**Passage**
How to get a loan with a low interest rate

There are plenty of reasons why a particular loan might be right or wrong for you. However, for many, the bottom line is cost. With an increasing array of funding options being made available to businesses, how can you ensure you get one at a low cost?

How loan interest rates work

For starters, it helps to understand how lenders determine the interest rate on a loan. Lenders typically use risk-based pricing to determine the rates at which they will lend.

What exactly is risk-based pricing? It’s the lender trying to measure the likelihood that their loan will be repaid in full. It’s anchored to several factors (both quantitative and qualitative) and might take into account some of the following:

  • The applicant’s credit score
  • The type of employment of the applicant
  • The loan-to-value ratio of the collateral provided (this is only taken into account if you are applying for a secured or an asset-backed loan)

Using the above parameters, a lender might consider an applicant as low risk if the applicant has a high credit score, the applicant is in full-time employment (as opposed to temporary or contracted employment), and the loan-to-value ratio of the collateral provided is low. This would, in turn, translate to a low interest rate being offered.

Lenders will look into every individual case in detail, but it’s the applicant’s responsibility to prove to the lender that they are low risk and as a result able to comfortably pay each monthly instalment on the loan. If you can showcase this, then the chances are you’ll qualify for a low interest rate loan.

Ways to obtain a low interest rate loan

Credit score

More than anything, improving your credit score is the best way to showcase that you are a low-risk applicant. A high credit score tells the lender about your credit history, which is a strong indication of what’s going to happen in the future.

So how can you improve your credit score? Something as simple as registering on the electoral roll can have a surprisingly positive effect as it proves where you live.

Looking to build your credit history can also have a positive impact on your credit score. It’s possible to be issued with a credit card that is specifically designed to improve credit scores. By being issued with a credit card, and managing this card properly, it shows lenders that you are trustworthy.

Visit this helpful article by Money Saving Expert for some more great tips on how to improve your credit history.


Affordability simply means the extent to which the applicant can meet and pay off the monthly repayments on their loan. The key driver of affordability is the applicant’s income. How a lender determines overall income will quite often depend on the type of applicant.

If the applicant is an individual, income will be assessed using a combination of their salary, rental income, pension income or investment income.

If the applicant is a business, income is usually assessed using the net profit of the business, i.e. “what’s leftover” to service the loan. The lender might make certain adjustments to net profit to better approximate the actual cash generated by the business.

**Task requirements**
(A) Answer these questions from the loan article:
(i) What type of pricing do lenders typically use to determine the rates at which they will lend?
(ii) What simple step can have a surprisingly positive effect on a credit score?
(iii) When the applicant is a business, what is income usually assessed using?
(B) Reproduce word for word the stretch of the loan article from "Ways to obtain" through "you are trustworthy.".
(C) Render this sentence from the loan article in Spanish: "The key driver of affordability is the applicant’s income."
Rely only on the loan article when responding.

**Data extract**
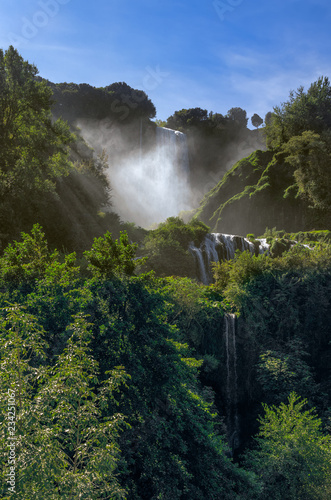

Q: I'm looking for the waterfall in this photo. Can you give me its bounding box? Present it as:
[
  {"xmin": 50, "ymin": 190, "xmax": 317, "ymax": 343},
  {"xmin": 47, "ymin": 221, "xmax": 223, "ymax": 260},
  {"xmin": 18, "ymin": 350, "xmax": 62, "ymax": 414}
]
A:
[
  {"xmin": 110, "ymin": 125, "xmax": 192, "ymax": 227},
  {"xmin": 156, "ymin": 127, "xmax": 190, "ymax": 175},
  {"xmin": 189, "ymin": 233, "xmax": 269, "ymax": 285},
  {"xmin": 224, "ymin": 314, "xmax": 240, "ymax": 455}
]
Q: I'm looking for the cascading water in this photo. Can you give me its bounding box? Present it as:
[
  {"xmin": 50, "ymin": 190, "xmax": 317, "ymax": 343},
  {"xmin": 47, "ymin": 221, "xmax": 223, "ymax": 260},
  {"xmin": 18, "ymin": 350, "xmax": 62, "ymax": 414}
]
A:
[
  {"xmin": 189, "ymin": 233, "xmax": 269, "ymax": 285},
  {"xmin": 156, "ymin": 127, "xmax": 189, "ymax": 176},
  {"xmin": 110, "ymin": 126, "xmax": 192, "ymax": 227},
  {"xmin": 224, "ymin": 314, "xmax": 240, "ymax": 455}
]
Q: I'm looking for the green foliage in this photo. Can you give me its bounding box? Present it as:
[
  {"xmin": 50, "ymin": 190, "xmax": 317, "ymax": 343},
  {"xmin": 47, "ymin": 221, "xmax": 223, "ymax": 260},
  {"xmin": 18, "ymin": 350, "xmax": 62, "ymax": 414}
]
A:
[
  {"xmin": 246, "ymin": 393, "xmax": 331, "ymax": 500},
  {"xmin": 257, "ymin": 337, "xmax": 318, "ymax": 404},
  {"xmin": 0, "ymin": 306, "xmax": 126, "ymax": 499},
  {"xmin": 251, "ymin": 113, "xmax": 263, "ymax": 128},
  {"xmin": 265, "ymin": 77, "xmax": 331, "ymax": 148},
  {"xmin": 84, "ymin": 231, "xmax": 142, "ymax": 278},
  {"xmin": 143, "ymin": 217, "xmax": 209, "ymax": 276},
  {"xmin": 0, "ymin": 46, "xmax": 73, "ymax": 239},
  {"xmin": 283, "ymin": 130, "xmax": 331, "ymax": 209}
]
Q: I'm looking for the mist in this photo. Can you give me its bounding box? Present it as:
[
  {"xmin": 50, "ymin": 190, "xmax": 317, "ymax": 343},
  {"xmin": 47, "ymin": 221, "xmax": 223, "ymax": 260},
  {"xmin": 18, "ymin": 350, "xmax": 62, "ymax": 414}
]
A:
[{"xmin": 78, "ymin": 120, "xmax": 193, "ymax": 228}]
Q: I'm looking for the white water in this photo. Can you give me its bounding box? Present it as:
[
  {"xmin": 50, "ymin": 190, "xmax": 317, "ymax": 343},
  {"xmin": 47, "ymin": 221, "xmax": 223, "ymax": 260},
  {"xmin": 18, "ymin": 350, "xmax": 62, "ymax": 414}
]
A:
[
  {"xmin": 189, "ymin": 233, "xmax": 269, "ymax": 285},
  {"xmin": 224, "ymin": 314, "xmax": 240, "ymax": 454},
  {"xmin": 110, "ymin": 125, "xmax": 191, "ymax": 227}
]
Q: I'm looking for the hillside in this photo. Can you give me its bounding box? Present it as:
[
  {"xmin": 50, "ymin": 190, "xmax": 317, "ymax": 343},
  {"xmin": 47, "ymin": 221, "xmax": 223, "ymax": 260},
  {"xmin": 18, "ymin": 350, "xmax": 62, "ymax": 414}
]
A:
[{"xmin": 195, "ymin": 79, "xmax": 331, "ymax": 234}]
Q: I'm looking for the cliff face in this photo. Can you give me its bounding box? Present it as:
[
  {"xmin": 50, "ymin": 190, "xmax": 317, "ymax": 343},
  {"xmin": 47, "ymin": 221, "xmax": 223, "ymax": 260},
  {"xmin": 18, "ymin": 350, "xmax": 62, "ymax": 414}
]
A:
[{"xmin": 195, "ymin": 150, "xmax": 330, "ymax": 235}]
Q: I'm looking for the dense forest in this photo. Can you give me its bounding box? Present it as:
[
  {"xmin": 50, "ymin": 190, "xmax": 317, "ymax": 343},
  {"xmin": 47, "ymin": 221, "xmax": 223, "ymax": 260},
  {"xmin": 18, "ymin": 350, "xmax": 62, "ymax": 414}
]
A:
[{"xmin": 0, "ymin": 47, "xmax": 331, "ymax": 500}]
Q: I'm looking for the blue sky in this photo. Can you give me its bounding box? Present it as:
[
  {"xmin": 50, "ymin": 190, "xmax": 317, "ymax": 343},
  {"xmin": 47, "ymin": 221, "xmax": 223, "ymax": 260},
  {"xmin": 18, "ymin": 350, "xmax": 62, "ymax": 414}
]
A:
[{"xmin": 0, "ymin": 0, "xmax": 331, "ymax": 125}]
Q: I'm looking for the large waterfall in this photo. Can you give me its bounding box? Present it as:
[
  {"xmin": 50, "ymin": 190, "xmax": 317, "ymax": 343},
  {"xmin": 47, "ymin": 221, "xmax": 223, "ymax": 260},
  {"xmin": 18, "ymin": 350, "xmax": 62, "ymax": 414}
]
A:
[
  {"xmin": 111, "ymin": 124, "xmax": 191, "ymax": 227},
  {"xmin": 156, "ymin": 127, "xmax": 189, "ymax": 177},
  {"xmin": 189, "ymin": 233, "xmax": 269, "ymax": 285}
]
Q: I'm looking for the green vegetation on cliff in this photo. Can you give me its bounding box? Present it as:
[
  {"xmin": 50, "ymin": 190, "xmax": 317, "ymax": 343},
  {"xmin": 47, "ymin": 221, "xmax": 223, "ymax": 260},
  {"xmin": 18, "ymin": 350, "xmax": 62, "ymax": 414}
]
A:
[{"xmin": 195, "ymin": 78, "xmax": 331, "ymax": 234}]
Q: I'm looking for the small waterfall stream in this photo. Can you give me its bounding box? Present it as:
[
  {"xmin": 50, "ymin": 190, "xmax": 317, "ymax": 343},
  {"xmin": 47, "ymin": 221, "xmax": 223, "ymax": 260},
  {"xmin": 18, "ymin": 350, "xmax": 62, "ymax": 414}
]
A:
[
  {"xmin": 224, "ymin": 314, "xmax": 240, "ymax": 455},
  {"xmin": 189, "ymin": 233, "xmax": 269, "ymax": 285}
]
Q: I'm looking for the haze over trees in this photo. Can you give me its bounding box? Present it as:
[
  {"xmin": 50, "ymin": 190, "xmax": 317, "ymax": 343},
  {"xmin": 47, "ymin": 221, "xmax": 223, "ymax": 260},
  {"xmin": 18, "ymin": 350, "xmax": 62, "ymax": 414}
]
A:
[{"xmin": 0, "ymin": 47, "xmax": 331, "ymax": 500}]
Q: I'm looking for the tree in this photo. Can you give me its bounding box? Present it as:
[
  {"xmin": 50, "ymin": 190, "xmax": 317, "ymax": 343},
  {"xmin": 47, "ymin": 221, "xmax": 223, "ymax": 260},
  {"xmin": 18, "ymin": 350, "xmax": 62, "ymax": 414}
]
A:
[
  {"xmin": 266, "ymin": 77, "xmax": 331, "ymax": 149},
  {"xmin": 0, "ymin": 46, "xmax": 74, "ymax": 238},
  {"xmin": 0, "ymin": 305, "xmax": 128, "ymax": 500},
  {"xmin": 84, "ymin": 231, "xmax": 142, "ymax": 278},
  {"xmin": 246, "ymin": 393, "xmax": 331, "ymax": 500},
  {"xmin": 251, "ymin": 113, "xmax": 263, "ymax": 128},
  {"xmin": 226, "ymin": 108, "xmax": 248, "ymax": 128}
]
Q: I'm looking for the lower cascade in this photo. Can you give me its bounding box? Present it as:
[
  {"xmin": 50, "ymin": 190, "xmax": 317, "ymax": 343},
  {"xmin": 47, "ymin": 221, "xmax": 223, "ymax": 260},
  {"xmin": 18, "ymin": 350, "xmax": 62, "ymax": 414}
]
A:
[
  {"xmin": 189, "ymin": 233, "xmax": 269, "ymax": 285},
  {"xmin": 224, "ymin": 314, "xmax": 240, "ymax": 455}
]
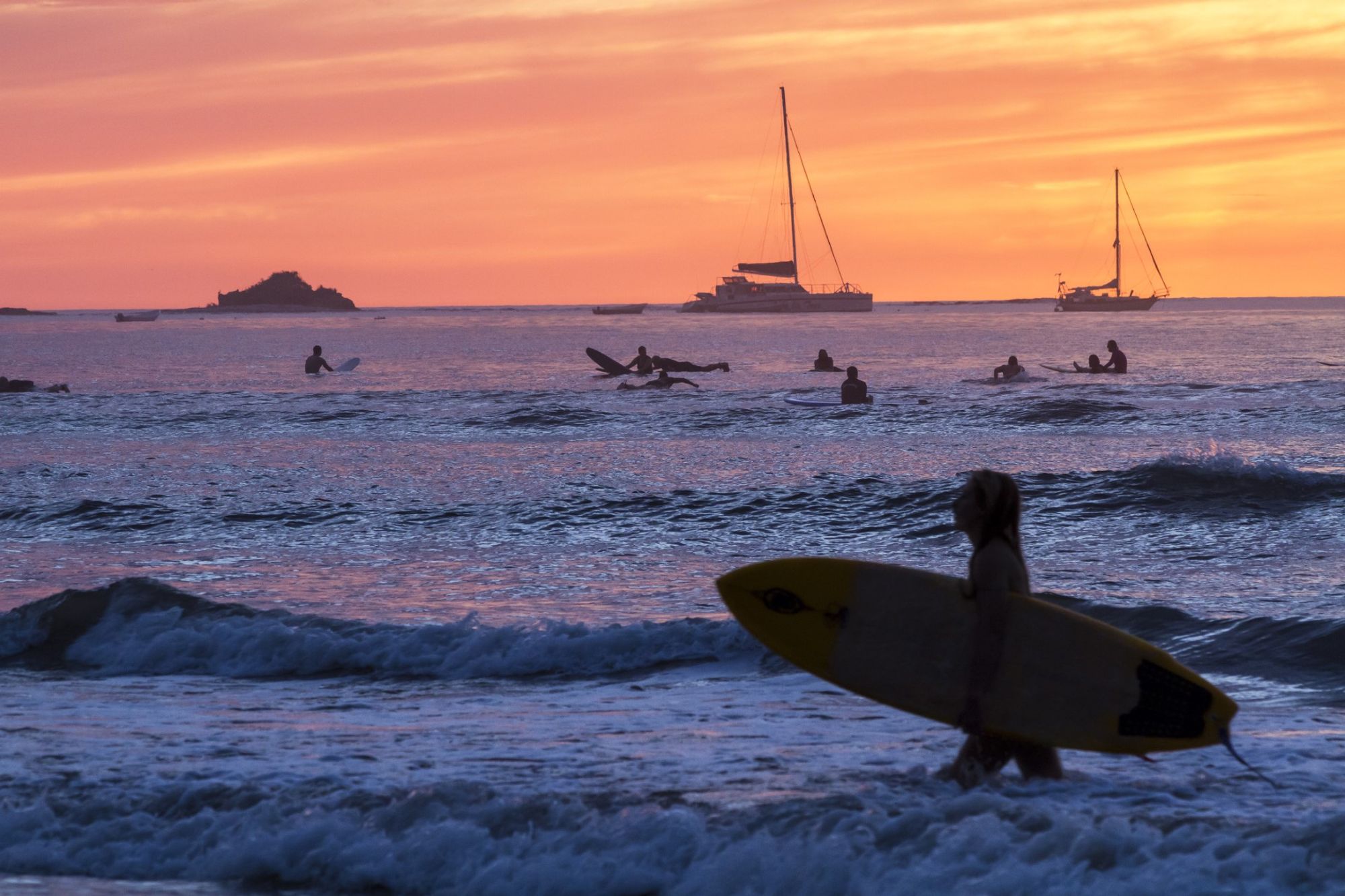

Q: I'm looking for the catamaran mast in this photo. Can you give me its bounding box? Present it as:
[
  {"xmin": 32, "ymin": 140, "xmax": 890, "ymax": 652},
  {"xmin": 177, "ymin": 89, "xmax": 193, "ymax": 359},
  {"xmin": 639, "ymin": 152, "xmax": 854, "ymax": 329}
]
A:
[
  {"xmin": 780, "ymin": 85, "xmax": 796, "ymax": 282},
  {"xmin": 1112, "ymin": 168, "xmax": 1120, "ymax": 298}
]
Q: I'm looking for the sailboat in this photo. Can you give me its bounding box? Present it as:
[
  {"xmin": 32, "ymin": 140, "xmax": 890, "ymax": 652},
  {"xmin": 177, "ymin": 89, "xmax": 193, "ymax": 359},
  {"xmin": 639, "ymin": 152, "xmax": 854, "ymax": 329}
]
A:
[
  {"xmin": 682, "ymin": 87, "xmax": 873, "ymax": 313},
  {"xmin": 1056, "ymin": 168, "xmax": 1169, "ymax": 311}
]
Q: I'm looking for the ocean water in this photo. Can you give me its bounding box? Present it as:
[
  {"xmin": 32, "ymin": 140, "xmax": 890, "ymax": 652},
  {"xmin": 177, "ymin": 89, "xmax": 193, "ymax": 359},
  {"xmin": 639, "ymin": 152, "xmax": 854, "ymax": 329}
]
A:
[{"xmin": 0, "ymin": 298, "xmax": 1345, "ymax": 893}]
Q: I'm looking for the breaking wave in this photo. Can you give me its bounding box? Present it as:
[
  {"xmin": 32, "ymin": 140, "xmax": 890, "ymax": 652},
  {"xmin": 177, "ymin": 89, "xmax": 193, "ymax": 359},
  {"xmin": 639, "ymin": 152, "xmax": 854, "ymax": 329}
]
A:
[{"xmin": 0, "ymin": 579, "xmax": 764, "ymax": 680}]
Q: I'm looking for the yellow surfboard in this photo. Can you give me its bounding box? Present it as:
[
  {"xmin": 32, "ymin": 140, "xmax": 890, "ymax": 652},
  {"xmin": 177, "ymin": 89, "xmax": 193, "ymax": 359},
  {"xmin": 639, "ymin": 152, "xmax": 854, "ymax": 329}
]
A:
[{"xmin": 717, "ymin": 557, "xmax": 1237, "ymax": 755}]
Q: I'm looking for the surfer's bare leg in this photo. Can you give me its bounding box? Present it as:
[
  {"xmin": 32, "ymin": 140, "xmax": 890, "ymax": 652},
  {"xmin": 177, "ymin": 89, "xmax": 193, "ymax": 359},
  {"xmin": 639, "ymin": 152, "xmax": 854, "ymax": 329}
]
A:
[
  {"xmin": 948, "ymin": 735, "xmax": 1014, "ymax": 790},
  {"xmin": 1013, "ymin": 741, "xmax": 1065, "ymax": 780}
]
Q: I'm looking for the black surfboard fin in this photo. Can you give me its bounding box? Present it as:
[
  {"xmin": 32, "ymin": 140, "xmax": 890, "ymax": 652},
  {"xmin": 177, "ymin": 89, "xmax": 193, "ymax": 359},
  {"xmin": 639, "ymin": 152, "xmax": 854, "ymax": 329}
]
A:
[{"xmin": 1219, "ymin": 728, "xmax": 1279, "ymax": 790}]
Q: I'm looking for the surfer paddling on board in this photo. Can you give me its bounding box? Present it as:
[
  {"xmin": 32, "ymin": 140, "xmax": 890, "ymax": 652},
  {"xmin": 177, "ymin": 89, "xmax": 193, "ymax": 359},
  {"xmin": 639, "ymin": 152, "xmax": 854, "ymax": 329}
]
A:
[
  {"xmin": 948, "ymin": 470, "xmax": 1064, "ymax": 787},
  {"xmin": 617, "ymin": 370, "xmax": 699, "ymax": 389},
  {"xmin": 652, "ymin": 355, "xmax": 729, "ymax": 372},
  {"xmin": 841, "ymin": 367, "xmax": 869, "ymax": 405},
  {"xmin": 993, "ymin": 355, "xmax": 1024, "ymax": 379},
  {"xmin": 304, "ymin": 345, "xmax": 336, "ymax": 372},
  {"xmin": 812, "ymin": 348, "xmax": 841, "ymax": 372},
  {"xmin": 625, "ymin": 345, "xmax": 654, "ymax": 374}
]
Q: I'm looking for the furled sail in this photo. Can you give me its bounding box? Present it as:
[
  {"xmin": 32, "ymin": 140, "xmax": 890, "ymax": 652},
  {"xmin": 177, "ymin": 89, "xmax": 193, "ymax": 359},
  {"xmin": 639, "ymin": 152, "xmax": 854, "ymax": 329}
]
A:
[
  {"xmin": 733, "ymin": 261, "xmax": 795, "ymax": 277},
  {"xmin": 1073, "ymin": 277, "xmax": 1116, "ymax": 292}
]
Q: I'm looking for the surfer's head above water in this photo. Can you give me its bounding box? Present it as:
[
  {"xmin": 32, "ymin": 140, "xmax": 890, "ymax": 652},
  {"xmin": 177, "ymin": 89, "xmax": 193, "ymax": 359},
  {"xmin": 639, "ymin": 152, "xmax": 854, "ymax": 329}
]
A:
[{"xmin": 952, "ymin": 470, "xmax": 1022, "ymax": 557}]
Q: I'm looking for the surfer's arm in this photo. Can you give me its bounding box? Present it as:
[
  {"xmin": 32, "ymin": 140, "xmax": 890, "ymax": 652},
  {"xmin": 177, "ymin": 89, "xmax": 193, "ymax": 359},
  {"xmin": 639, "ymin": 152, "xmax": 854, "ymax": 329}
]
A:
[{"xmin": 958, "ymin": 552, "xmax": 1009, "ymax": 733}]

**Outputs in order**
(A)
(i) Risk-based pricing.
(ii) Registering on the electoral roll.
(iii) The net profit of the business.

(B)
Ways to obtain a low interest rate loan

Credit score

More than anything, improving your credit score is the best way to showcase that you are a low-risk applicant. A high credit score tells the lender about your credit history, which is a strong indication of what’s going to happen in the future.

So how can you improve your credit score? Something as simple as registering on the electoral roll can have a surprisingly positive effect as it proves where you live.

Looking to build your credit history can also have a positive impact on your credit score. It’s possible to be issued with a credit card that is specifically designed to improve credit scores. By being issued with a credit card, and managing this card properly, it shows lenders that you are trustworthy.

(C) El factor clave de la asequibilidad son los ingresos del solicitante.